DETALLES DEL PROBLEMA:
¿Cuántas líneas de los ítems que siguen contienen la cadena "empty", teniendo en cuenta mayúsculas y minúsculas? Responde solo con el número.

Registros de contornos:

^^^^^^^^^^^^^^^^

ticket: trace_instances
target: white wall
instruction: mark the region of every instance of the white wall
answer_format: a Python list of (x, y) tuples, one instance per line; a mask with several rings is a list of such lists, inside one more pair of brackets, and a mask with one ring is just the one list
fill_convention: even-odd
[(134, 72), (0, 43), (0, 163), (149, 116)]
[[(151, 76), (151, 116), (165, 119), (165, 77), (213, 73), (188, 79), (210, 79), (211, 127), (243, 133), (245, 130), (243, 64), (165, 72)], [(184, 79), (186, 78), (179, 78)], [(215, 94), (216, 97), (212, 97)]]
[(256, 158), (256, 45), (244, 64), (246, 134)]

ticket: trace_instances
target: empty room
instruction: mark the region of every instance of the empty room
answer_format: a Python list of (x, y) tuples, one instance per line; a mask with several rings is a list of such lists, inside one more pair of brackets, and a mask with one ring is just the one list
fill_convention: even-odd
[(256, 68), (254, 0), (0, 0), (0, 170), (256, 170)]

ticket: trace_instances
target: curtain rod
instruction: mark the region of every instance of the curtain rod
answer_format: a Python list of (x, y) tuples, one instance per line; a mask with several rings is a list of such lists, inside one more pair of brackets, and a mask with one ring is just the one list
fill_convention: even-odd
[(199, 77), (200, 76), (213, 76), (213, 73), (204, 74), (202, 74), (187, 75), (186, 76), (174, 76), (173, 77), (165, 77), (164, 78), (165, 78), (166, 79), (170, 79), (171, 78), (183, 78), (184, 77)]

^^^^^^^^^^^^^^^^

RESULTADO DEL EJERCICIO:
2